Text under study:
-- Opening Marker --

State is reachable from a router predicate only through the state.X (or state['X']) surface — top-level state keys are not exposed as bare names, so a state key called len cannot shadow the safe builtin.

Allowed paths

sandbox.allowed_paths grants both read and write access to a directory tree; readable_paths and writable_paths narrow it down per direction. Resolved paths must live inside an allowed prefix, and the resolution itself is wrapped — null bytes, oversized components, symlink loops, OS-level rejections, and non-string callers all surface as SandboxViolationError (not the raw ValueError / OSError / RuntimeError / TypeError).

Command argument validation also covers flag-embedded paths: tee --output=/etc/passwd, dd of=/dev/sda, and similar --key=value / key=value forms have their value side validated against the allowlist, not just bare positional tokens.

Avoid mounting /dev

allowed_paths: ["/dev"] grants access to every device node — /dev/null, /dev/console, /dev/mem on Linux — and a tool that opens a file descriptor against an unexpected device can hang the workflow or leak data. Pick the tightest sub-directory you actually need (/dev/null if you only want to discard output) instead of the whole tree.

State redaction

Sensitive state values (API keys, passwords, tokens) can be flagged so they never land in a persisted artefact:

state:
  api_key: "..."
  password: "..."
  user_id: 42
state_schema:
  api_key: { redact: true }
  password: { redact: true }
  "*token*": { redact: true }

Or, for a deployment-wide baseline, set AGENTLOOM_REDACT_STATE_KEYS=api_key,password,*token* — the env-var policy is merged with the YAML one.

Redaction is applied at every persistence boundary:

  • Checkpoint files: the runtime state snapshot, the literal state: block in workflow_definition, every step_results[id].output value (an LLM call that returns a structured payload), and any step-level config field whose key matches the policy (notify.headers.api_key, tool_args.api_key, ...).
  • WorkflowResult.final_state: what agentloom run --json echoes to stdout and what result.model_dump_json() returns to Python callers.
  • Webhook body_template rendering.
  • Opt-in capture_prompts span event: re-rendered against the redacted state so the trace backend sees the sentinel.

-- Closing Marker --

(Stored data)

-- Opening Marker --

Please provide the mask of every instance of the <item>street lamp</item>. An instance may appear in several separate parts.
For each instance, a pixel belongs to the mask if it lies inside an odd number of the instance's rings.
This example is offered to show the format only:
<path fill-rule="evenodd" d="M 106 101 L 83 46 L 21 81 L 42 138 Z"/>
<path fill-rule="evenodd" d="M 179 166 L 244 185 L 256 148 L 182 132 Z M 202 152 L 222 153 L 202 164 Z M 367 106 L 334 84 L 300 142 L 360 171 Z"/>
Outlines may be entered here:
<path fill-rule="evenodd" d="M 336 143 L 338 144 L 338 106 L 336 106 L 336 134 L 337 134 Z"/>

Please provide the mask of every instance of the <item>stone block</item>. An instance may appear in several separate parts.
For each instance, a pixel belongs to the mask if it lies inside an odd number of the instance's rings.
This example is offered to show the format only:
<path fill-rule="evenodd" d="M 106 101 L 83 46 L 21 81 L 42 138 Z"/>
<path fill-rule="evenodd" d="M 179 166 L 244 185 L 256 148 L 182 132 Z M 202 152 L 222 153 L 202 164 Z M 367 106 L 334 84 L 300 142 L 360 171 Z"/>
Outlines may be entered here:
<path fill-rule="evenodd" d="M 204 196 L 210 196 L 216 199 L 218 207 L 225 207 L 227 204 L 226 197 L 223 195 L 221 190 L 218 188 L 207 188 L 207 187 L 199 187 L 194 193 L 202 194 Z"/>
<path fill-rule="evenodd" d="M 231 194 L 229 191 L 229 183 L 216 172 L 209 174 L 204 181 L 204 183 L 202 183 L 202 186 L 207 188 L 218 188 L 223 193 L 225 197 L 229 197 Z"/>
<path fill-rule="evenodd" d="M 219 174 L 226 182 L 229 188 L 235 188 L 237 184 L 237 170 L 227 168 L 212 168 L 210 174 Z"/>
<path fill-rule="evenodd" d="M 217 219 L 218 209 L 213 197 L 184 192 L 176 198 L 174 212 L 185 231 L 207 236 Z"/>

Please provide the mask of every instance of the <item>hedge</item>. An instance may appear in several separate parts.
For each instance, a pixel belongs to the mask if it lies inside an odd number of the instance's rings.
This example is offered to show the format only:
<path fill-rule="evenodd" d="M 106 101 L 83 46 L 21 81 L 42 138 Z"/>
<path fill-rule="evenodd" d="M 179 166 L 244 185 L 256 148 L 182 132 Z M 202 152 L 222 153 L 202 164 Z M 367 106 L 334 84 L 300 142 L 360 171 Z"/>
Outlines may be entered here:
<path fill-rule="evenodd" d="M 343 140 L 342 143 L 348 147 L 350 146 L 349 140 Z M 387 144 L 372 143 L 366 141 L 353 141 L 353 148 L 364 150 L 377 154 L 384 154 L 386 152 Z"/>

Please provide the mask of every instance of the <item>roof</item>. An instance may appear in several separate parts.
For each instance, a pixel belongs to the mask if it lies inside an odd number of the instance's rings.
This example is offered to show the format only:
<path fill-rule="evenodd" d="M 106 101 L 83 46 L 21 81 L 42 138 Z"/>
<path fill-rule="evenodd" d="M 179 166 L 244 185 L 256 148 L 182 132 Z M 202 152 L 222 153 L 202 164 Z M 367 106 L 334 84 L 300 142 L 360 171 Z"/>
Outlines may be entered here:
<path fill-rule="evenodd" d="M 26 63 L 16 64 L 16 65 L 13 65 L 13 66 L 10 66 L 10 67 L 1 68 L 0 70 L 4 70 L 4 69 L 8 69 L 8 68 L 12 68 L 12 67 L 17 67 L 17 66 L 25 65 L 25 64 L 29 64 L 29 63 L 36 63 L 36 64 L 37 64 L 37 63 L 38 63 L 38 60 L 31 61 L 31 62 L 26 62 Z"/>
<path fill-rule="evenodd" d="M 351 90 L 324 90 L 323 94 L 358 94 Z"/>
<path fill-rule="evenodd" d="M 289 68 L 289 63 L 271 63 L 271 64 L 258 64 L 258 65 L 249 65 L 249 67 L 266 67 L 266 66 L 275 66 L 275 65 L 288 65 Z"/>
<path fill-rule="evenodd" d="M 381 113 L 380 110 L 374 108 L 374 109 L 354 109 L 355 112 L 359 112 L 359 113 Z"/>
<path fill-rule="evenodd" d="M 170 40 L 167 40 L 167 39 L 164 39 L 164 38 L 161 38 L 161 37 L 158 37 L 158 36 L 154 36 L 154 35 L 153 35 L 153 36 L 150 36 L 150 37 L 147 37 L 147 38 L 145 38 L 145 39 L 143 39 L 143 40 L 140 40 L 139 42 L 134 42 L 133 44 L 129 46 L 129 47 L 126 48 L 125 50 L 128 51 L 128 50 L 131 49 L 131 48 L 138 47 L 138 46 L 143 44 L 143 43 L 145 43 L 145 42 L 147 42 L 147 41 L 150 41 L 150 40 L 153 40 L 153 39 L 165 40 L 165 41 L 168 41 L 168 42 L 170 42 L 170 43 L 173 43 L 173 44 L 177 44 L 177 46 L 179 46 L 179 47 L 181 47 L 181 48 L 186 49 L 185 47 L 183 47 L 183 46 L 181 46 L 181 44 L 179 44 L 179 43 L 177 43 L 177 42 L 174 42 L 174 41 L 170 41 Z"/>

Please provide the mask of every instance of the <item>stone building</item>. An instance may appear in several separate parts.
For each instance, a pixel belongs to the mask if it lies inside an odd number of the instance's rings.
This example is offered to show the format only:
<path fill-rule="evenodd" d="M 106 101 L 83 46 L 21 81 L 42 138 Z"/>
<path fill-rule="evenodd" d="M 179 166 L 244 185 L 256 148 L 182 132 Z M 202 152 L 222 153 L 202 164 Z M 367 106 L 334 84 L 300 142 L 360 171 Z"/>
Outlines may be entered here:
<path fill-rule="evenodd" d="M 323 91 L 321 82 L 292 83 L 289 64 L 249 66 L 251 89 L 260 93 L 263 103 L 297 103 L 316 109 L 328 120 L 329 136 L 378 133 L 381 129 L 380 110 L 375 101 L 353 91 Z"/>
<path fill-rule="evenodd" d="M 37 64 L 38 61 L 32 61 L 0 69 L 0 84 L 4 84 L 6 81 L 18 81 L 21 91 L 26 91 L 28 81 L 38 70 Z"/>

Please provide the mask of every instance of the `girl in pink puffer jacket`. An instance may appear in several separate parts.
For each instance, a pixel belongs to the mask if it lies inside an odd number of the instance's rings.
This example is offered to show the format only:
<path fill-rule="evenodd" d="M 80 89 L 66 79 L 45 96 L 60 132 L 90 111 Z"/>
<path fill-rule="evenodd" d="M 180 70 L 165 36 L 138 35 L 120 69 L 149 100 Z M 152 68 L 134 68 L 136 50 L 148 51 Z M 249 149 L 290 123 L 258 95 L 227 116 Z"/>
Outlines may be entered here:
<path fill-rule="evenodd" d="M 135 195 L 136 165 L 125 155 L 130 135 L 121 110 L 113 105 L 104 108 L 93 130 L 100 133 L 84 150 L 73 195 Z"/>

-- Closing Marker --

What you will do:
Please copy the sandbox documentation word for word, starting at "user_id: 42" and ending after "the YAML one.".

Solution for this task:
user_id: 42
state_schema:
  api_key: { redact: true }
  password: { redact: true }
  "*token*": { redact: true }

Or, for a deployment-wide baseline, set AGENTLOOM_REDACT_STATE_KEYS=api_key,password,*token* — the env-var policy is merged with the YAML one.